EXERCISE DIRECTIONS =>
Answer these questions about the passage on GDB environment commands:
1. How many ways of handling this does the writer say come to mind?
2. What does the passage say there currently isn't a mechanism for?
3. According to the writer, what will explicit commands to manipulate the exported environment help with?

Off hand I can think of two ways to handle this:

-- extend what you've proposed by including commands to explicitly 
manipulate the exported environment, vis:
(gdb) command-to-set-shell-env VARIABLE VALUE
(gdb) shell printenv VARIABLE
VARIABLE=VALUE
(gdb)
where VALUE is something that GDB could evaluate.
    As I suspect you discovered, there currently isn't a mechanism for 
refering to the current SAL from GDB's command line.
    I think it is better to have explicit commands to manipulate the 
exported environment as that will help make things more transparent.  A 
few defaults wouldn't hurt of course.

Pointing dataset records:
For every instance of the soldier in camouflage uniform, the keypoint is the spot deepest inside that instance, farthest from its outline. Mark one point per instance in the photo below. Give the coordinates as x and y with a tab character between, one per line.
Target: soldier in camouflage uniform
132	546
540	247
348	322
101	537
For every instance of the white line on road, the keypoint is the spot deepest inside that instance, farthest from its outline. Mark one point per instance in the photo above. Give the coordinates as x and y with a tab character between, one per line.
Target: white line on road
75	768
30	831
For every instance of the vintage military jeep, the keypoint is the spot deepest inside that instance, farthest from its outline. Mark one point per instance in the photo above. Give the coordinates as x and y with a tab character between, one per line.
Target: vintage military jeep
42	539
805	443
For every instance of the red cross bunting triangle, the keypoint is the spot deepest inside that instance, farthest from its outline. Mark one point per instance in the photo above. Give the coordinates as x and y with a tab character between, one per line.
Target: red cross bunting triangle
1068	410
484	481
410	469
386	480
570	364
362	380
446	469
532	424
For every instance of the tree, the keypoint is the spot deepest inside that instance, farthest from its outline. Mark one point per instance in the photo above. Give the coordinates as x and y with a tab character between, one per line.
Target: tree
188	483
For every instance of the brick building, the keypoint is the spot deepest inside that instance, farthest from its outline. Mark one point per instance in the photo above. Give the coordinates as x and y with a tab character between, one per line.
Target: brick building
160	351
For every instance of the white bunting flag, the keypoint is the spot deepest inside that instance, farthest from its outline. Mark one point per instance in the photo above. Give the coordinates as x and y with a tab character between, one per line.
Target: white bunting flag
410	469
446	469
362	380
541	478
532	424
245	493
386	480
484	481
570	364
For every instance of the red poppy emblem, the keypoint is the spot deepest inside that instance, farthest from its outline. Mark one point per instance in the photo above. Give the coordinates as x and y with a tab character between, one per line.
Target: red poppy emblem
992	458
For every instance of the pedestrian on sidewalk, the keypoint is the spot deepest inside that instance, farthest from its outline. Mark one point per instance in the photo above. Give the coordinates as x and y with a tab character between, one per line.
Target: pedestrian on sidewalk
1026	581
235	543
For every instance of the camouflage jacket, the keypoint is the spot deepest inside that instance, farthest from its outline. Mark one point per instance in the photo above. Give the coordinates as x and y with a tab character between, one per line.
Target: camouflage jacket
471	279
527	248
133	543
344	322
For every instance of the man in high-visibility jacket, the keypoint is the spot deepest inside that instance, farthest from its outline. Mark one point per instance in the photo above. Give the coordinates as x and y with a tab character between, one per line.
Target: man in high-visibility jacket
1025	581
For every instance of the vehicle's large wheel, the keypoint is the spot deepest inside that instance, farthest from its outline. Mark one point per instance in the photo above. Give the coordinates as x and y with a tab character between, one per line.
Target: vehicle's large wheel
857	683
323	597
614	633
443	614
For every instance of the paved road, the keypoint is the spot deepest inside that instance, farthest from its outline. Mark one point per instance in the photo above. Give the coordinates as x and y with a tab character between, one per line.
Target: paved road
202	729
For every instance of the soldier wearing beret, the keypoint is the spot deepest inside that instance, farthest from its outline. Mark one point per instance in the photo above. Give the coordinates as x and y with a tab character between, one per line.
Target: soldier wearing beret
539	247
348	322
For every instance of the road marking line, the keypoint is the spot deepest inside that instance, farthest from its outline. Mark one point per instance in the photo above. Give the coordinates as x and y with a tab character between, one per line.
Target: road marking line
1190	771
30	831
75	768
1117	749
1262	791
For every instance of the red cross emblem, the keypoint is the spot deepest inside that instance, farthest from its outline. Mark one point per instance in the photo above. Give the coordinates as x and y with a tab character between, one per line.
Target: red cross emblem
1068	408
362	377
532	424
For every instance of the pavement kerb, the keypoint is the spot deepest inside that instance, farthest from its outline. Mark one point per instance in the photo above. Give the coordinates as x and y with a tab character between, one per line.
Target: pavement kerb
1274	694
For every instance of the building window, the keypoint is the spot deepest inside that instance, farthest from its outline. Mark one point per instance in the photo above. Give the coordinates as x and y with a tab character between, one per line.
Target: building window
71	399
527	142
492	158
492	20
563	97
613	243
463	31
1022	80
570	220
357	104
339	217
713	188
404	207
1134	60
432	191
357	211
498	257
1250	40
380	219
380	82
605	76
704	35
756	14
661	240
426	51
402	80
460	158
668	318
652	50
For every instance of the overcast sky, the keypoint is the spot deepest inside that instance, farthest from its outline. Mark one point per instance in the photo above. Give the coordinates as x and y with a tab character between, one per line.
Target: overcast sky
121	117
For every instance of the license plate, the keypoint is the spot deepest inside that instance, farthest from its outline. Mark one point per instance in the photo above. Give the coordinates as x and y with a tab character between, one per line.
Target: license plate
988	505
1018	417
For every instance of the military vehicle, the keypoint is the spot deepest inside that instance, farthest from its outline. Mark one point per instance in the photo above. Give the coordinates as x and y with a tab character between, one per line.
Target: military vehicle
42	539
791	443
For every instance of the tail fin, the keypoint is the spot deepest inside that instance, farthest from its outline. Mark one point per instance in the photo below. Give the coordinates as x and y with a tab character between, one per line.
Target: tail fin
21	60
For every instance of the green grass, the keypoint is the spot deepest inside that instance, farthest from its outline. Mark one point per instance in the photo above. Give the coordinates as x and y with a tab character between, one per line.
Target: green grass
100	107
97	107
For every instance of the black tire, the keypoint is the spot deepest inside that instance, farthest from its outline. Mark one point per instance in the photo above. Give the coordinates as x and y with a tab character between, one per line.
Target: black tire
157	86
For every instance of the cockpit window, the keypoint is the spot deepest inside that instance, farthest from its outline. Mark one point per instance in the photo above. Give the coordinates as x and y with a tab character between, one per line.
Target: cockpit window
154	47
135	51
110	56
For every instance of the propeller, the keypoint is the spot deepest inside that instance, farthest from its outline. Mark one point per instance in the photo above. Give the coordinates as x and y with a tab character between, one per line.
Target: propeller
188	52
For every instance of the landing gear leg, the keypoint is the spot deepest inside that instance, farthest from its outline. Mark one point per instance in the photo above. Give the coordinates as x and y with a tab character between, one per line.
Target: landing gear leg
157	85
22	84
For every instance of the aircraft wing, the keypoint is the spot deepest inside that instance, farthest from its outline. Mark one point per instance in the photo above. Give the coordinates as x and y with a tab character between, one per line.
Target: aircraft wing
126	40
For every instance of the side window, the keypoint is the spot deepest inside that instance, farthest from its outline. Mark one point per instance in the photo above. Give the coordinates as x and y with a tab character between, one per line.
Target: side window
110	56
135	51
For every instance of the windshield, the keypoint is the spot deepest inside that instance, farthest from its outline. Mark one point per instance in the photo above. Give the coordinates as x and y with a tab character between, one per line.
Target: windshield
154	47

---

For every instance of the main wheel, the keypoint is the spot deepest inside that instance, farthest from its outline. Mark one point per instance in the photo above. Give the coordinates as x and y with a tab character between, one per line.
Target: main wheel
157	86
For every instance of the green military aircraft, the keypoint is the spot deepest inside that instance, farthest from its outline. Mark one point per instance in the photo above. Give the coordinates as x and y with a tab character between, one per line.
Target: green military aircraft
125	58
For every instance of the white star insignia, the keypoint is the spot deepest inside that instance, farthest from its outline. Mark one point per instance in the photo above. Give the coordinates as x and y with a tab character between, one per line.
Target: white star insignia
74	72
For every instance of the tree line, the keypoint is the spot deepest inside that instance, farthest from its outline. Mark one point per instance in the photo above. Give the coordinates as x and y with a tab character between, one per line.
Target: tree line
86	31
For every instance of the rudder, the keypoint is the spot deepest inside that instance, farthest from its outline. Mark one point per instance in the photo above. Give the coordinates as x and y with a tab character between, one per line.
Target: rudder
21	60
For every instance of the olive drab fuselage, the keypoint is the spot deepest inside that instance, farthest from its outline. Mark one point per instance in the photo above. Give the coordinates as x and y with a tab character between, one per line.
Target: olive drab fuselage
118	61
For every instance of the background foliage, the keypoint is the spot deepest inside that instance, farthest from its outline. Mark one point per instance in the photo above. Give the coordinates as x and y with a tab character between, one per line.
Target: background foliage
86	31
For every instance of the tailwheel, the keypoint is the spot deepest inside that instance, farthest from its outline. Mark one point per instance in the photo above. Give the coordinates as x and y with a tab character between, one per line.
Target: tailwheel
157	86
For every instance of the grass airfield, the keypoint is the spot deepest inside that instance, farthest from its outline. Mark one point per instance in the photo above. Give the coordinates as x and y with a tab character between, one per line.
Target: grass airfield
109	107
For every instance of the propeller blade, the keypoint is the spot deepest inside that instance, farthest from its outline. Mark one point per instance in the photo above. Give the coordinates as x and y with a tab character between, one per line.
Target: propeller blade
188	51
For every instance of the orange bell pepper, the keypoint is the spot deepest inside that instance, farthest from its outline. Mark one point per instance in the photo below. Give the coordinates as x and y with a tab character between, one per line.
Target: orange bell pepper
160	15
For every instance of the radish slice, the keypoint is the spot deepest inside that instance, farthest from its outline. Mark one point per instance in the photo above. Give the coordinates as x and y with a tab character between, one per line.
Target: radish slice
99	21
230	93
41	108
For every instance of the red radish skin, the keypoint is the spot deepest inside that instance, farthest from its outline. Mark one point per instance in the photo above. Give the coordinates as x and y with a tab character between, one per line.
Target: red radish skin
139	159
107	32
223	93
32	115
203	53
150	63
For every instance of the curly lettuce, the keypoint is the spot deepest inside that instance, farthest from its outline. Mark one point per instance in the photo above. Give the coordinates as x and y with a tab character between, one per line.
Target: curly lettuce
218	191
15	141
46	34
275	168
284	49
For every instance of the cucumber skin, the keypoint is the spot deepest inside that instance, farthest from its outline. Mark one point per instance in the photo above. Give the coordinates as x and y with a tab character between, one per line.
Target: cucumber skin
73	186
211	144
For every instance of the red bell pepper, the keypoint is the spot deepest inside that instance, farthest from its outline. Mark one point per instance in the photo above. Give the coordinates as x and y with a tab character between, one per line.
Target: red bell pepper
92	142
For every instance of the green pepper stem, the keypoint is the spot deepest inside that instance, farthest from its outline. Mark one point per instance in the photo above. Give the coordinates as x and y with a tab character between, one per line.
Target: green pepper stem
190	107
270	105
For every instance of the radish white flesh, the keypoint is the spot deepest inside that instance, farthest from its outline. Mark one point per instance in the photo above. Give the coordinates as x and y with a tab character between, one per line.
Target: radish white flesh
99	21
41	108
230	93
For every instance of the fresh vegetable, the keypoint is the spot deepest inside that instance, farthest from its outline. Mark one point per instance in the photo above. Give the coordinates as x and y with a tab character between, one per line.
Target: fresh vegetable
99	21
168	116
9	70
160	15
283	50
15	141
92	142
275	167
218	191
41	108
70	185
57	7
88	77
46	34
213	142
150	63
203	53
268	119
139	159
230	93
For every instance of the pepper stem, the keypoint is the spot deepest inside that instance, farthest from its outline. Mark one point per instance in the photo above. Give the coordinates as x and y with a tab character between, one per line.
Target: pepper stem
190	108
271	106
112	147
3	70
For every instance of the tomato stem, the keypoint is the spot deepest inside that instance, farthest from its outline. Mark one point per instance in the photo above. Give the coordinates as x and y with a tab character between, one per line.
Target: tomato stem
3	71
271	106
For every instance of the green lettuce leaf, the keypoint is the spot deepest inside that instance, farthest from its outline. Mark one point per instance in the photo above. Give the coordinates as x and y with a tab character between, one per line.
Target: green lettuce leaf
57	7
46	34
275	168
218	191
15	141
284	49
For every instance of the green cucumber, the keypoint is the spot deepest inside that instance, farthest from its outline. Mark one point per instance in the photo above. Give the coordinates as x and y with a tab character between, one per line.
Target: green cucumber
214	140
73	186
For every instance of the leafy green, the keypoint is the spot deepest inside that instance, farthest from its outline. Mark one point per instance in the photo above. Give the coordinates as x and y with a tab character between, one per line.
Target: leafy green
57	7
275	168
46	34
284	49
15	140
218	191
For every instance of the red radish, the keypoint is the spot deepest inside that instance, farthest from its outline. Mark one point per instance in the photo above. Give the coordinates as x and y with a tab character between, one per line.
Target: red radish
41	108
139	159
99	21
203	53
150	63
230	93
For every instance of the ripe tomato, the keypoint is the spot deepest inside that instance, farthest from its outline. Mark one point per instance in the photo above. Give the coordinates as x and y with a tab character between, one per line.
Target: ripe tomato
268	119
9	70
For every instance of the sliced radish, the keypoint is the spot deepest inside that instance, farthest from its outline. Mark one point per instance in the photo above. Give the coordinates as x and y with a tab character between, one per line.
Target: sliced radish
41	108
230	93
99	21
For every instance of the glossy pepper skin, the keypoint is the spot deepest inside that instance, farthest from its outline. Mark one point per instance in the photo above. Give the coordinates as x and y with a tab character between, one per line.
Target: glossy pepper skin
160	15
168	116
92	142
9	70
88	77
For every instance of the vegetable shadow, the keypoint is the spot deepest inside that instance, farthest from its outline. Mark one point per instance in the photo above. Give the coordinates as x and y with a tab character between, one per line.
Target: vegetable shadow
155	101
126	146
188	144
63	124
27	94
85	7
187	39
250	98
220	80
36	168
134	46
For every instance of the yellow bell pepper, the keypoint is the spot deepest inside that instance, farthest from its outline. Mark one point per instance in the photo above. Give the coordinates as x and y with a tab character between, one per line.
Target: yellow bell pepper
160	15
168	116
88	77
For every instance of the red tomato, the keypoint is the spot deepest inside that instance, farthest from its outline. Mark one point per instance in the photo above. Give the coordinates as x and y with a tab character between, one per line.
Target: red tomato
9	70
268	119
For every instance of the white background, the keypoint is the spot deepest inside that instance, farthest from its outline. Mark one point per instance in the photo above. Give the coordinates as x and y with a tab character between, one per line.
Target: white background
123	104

RESULT FOR THIS EXERCISE =>
1. Two.
2. Referring to the current SAL from GDB's command line.
3. They will help make things more transparent.